Source passage:
================================
To quell truckers' protests, Canadian PM Justin Trudeau uses very seldom emergency powers
The government responded by introducing extensive steps to help police forces and bring crowdfunding platforms under terror financing control
To resolve protests that have shut down several border crossings and paralyzed parts of the capital, Canadian Prime Minister Justin Trudeau announced on Monday that he will utilise rarely used emergency measures, including shutting off funding. The government responded by introducing extensive steps to help police forces and bring crowdfunding platforms under terror financing control, claiming that the protests were harming the economy and Canada's reputation as a trusted trading partner.
The "Freedom Convoy" protests, started by Canadian truckers opposing a Covid-19 vaccinate-or-quarantine mandate for cross-border drivers, have drawn people opposed to Trudeau's policies on everything from pandemic restrictions to a carbon tax. "The blockades are harming our economy and endangering public safety," Trudeau told a news conference. "We cannot and will not allow illegal and dangerous activities to continue."
Protesters blocked the Ambassador Bridge, a crucial trade route to Detroit, for six days before police evacuated the area on Sunday, while smaller border crossings in Alberta, Manitoba, and British Columbia have been closed. Frustration has developed as a result of what many regard as permissive police response to rallies in Windsor, Ontario, and Ottawa, the nation's capital, where protests are now in their third week.
"Despite their best efforts, it is now clear that there are serious challenges to law enforcement`s ability to effectively enforce the law," Trudeau said.
The federal government can override the provinces and authorise exceptional temporary measures to ensure security during national emergencies under the 1988 Emergencies Act. Trudeau's father, former Prime Minister Pierre Trudeau, utilised the statute once earlier in peacetime, in 1970.
================================
Information given:

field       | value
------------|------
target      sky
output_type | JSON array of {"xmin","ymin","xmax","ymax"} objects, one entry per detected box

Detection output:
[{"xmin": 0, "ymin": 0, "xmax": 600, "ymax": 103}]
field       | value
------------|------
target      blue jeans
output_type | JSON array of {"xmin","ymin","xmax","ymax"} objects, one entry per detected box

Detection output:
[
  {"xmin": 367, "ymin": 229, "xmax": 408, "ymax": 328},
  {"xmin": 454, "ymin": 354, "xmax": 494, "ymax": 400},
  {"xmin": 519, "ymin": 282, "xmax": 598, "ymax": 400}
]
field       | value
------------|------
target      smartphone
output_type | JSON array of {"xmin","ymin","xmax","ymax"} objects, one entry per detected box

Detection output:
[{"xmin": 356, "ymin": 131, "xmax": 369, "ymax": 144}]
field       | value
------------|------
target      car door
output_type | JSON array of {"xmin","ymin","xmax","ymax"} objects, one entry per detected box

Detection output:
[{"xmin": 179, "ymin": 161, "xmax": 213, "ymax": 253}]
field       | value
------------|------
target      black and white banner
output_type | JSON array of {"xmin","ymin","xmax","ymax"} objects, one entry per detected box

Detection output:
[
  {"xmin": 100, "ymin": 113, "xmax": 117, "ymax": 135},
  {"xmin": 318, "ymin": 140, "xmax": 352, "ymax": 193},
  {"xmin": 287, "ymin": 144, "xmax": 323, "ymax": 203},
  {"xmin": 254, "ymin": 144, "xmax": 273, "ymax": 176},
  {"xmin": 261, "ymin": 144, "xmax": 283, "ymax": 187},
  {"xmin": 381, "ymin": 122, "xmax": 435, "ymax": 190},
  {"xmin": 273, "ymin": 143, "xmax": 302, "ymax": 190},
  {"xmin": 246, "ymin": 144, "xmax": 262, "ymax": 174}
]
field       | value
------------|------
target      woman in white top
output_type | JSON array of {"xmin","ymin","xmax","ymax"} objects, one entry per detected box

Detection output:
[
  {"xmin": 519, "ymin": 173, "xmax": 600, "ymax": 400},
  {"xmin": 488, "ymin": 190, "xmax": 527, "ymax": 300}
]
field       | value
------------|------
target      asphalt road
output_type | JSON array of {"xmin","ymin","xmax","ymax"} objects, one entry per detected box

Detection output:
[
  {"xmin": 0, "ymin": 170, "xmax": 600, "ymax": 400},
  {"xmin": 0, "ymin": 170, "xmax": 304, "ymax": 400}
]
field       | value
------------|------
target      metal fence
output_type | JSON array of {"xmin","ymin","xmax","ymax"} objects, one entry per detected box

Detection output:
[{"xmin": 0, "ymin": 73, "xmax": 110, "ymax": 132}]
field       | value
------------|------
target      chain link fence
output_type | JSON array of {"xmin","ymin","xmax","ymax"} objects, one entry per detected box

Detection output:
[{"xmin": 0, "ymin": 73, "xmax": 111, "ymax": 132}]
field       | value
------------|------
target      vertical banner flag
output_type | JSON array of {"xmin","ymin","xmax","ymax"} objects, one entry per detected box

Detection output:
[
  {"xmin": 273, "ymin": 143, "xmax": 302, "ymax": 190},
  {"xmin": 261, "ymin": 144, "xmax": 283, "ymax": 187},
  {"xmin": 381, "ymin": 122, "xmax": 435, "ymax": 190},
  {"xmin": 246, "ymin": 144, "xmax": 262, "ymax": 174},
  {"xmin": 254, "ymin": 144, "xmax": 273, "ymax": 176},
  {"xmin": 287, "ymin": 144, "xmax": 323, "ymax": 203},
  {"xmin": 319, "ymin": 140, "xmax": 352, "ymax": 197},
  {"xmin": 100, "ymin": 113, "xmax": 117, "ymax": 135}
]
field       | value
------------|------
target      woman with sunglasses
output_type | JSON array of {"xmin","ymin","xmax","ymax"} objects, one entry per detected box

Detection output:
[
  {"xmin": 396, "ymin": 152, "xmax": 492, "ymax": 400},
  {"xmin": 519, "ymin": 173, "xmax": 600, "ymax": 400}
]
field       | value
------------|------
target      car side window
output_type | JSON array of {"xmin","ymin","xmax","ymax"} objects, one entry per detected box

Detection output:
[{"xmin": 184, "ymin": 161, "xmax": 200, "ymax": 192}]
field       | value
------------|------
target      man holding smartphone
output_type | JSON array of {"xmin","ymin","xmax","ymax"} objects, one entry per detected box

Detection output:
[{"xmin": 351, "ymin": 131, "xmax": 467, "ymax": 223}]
================================
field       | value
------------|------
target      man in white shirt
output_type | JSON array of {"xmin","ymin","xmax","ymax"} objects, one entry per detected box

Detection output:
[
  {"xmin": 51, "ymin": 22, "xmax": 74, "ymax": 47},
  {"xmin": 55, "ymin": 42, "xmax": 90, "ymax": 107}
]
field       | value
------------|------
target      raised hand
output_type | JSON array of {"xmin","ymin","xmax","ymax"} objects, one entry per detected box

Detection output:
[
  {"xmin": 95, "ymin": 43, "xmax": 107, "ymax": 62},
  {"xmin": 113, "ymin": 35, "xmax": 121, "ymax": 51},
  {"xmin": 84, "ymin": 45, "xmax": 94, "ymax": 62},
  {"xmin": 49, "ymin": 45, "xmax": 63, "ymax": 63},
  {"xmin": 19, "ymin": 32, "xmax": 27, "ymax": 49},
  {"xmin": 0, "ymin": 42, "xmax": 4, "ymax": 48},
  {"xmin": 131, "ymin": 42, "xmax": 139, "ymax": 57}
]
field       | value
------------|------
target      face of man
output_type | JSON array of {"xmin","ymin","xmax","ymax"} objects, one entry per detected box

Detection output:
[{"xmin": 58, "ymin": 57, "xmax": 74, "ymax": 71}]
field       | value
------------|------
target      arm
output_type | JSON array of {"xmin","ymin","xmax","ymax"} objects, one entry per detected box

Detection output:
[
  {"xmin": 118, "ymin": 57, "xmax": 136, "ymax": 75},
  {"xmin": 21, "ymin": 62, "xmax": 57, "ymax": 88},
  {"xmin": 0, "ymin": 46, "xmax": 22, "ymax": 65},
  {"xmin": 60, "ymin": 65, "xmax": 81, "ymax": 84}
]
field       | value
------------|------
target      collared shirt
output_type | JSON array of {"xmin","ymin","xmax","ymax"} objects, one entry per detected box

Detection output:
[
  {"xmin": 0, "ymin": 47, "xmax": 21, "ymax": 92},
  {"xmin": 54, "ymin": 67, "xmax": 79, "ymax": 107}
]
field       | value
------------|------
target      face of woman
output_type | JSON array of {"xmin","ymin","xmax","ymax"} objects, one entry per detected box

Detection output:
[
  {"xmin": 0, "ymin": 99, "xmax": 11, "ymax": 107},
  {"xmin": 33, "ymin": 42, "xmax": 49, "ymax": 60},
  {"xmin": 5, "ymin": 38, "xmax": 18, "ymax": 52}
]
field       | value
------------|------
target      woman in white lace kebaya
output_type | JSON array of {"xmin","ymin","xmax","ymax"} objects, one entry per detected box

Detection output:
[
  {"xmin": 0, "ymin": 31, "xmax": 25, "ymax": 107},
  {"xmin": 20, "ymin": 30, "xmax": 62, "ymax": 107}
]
================================
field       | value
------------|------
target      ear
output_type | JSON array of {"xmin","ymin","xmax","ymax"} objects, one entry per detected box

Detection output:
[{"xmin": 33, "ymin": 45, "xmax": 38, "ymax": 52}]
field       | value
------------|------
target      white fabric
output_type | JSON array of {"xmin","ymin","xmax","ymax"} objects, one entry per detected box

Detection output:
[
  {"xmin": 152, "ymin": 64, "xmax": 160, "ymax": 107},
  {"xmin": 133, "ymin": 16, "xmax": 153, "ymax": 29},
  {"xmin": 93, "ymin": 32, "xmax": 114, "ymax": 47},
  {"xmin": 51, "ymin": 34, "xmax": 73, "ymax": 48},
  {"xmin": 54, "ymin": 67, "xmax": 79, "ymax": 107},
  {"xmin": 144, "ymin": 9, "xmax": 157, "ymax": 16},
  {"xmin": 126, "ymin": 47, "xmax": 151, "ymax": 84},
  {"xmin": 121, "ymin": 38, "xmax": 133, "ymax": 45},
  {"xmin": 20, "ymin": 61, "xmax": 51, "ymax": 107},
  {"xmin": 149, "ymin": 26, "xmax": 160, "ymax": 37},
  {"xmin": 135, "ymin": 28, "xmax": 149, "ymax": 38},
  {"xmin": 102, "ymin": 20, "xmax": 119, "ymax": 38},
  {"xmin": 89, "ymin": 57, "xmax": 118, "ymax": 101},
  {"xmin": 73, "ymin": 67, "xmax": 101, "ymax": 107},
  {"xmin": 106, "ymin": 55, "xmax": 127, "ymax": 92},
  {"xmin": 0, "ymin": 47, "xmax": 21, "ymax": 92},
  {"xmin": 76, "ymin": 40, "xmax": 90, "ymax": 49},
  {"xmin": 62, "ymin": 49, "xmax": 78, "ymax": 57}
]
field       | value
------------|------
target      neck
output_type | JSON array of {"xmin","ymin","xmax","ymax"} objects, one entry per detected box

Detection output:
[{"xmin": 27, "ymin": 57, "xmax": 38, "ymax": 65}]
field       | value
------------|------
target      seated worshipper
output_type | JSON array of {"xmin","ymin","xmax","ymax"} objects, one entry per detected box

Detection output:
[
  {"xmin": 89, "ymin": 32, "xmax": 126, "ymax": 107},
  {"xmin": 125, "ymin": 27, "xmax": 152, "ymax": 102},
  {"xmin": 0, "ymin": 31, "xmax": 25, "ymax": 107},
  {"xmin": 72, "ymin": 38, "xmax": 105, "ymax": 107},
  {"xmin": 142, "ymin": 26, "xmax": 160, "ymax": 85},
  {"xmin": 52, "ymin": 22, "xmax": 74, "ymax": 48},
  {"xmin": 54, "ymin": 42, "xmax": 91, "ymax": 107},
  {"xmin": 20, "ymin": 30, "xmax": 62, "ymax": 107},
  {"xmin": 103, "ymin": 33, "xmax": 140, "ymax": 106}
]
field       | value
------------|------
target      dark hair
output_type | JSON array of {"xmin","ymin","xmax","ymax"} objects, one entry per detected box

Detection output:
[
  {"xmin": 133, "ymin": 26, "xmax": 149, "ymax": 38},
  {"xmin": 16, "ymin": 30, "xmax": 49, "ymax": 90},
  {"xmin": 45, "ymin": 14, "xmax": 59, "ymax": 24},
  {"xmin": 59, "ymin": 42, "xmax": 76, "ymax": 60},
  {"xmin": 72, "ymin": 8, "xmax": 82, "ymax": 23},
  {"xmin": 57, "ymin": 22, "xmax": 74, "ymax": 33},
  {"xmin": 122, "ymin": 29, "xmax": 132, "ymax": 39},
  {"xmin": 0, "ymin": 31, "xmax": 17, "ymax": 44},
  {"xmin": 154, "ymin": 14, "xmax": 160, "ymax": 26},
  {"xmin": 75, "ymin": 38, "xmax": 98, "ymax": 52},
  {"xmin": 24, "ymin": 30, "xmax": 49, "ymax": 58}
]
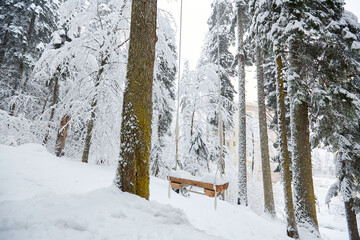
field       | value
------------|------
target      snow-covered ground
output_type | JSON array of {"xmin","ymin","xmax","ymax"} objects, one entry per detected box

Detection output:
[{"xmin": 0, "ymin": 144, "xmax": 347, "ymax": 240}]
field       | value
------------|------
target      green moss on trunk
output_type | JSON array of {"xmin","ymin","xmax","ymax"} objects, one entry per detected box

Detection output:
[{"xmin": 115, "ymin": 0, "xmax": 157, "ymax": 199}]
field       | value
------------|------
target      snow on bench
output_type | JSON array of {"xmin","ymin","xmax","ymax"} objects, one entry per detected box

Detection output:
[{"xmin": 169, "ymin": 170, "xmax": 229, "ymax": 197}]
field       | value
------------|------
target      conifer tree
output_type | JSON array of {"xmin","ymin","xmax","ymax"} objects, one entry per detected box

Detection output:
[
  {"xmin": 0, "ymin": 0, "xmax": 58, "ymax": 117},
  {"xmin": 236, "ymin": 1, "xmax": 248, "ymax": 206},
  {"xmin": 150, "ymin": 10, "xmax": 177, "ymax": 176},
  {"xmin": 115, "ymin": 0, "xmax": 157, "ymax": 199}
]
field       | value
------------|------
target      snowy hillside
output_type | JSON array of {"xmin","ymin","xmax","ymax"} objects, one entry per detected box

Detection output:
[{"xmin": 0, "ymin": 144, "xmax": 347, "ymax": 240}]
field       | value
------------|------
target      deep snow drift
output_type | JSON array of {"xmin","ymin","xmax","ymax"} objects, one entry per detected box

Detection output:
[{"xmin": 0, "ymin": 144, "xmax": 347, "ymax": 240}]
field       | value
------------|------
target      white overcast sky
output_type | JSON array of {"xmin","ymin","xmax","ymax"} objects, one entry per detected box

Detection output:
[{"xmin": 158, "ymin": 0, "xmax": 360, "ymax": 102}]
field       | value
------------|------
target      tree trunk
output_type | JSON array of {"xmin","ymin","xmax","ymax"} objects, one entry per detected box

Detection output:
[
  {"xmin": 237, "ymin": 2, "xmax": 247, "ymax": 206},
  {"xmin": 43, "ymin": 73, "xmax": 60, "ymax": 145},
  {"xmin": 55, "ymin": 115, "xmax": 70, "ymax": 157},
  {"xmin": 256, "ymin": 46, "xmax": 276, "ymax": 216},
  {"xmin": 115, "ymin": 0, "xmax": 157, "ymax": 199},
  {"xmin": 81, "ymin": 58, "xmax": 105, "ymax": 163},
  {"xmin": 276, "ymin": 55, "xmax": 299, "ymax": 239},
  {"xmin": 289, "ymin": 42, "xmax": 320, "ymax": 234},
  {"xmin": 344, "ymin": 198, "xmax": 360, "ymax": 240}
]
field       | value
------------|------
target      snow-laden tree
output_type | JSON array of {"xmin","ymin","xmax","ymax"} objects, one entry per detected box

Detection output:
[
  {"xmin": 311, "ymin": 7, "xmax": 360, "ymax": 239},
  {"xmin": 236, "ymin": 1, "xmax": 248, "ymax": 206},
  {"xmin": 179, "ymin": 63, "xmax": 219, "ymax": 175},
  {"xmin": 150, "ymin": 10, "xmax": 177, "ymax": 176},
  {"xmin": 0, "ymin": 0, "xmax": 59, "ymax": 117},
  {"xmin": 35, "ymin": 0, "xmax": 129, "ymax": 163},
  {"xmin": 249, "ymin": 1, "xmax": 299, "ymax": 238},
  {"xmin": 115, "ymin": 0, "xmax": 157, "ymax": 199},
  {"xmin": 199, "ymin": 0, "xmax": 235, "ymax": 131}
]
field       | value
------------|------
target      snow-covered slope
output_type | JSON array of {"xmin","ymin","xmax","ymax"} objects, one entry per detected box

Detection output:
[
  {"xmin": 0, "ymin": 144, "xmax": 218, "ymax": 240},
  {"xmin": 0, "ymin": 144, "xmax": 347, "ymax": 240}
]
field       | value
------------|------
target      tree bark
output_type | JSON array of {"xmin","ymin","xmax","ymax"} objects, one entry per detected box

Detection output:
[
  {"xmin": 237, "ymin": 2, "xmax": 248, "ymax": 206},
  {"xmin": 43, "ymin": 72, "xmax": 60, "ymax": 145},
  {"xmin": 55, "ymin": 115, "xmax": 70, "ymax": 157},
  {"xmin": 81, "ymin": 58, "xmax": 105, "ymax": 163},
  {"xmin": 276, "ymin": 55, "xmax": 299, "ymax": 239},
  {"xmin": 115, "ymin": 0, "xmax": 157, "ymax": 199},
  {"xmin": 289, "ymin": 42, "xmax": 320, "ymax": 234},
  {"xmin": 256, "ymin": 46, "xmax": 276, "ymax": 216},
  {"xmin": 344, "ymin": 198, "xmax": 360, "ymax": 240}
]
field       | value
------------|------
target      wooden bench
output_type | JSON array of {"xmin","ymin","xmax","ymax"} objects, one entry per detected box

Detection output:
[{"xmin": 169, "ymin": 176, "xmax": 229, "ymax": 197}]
================================
Exercises to complete:
1 - Answer these questions using the article on Trudeau's emergency measures:
(a) What mandate were the Canadian truckers opposing when they started the "Freedom Convoy" protests?
(b) For how many days did protesters block the Ambassador Bridge?
(c) In what year did Pierre Trudeau use the Emergencies Act?
2 - Please write the next part of the news article about Trudeau's emergency powers, picking up after its final sentence.

Answer list:
1 -
(a) A Covid-19 vaccinate-or-quarantine mandate for cross-border drivers.
(b) Six days.
(c) 1970.

2 -
Four province premiers — Alberta's, Quebec's, Manitoba's, and Saskatchewan's — had previously expressed opposition to plans to activate the act, claiming that it was unnecessary. The measures, according to Trudeau, will be "geographically precise and targeted just where they are needed." He also stated that they will be "time restricted." The emergency measures would have to be approved by the Canadian Parliament within seven days, and it also has the right to withdraw them.
Canada will expand the scope of its anti-money laundering and terrorist financing regulations to include crowdfunding platforms, in addition to giving police resources. All crowdfunding platforms and payment providers must register with FINTRAC, Canada's anti-money laundering agency, and report questionable activity immediately, according to Finance Minister Chrystia Freeland.
"We are making these changes because we know that these platforms are being used to support illegal blockades and illegal activity which is damaging the Canadian economy," Freeland said.
Without a court ruling, the government will also allow banks to temporarily freeze the accounts of people accused of supporting the blockades. The insurance of trucks involved in the blockades will also be revoked. According to Canadian authorities, US backers provided over half of the funding for the protests.
After mainstream crowdfunding portal GoFundMe rejected donations to the group, GiveSendGo, a US-based website, became a major route for money to the demonstrators. On Monday, a website dedicated to distributing hacked data claims it received reams of information about funders.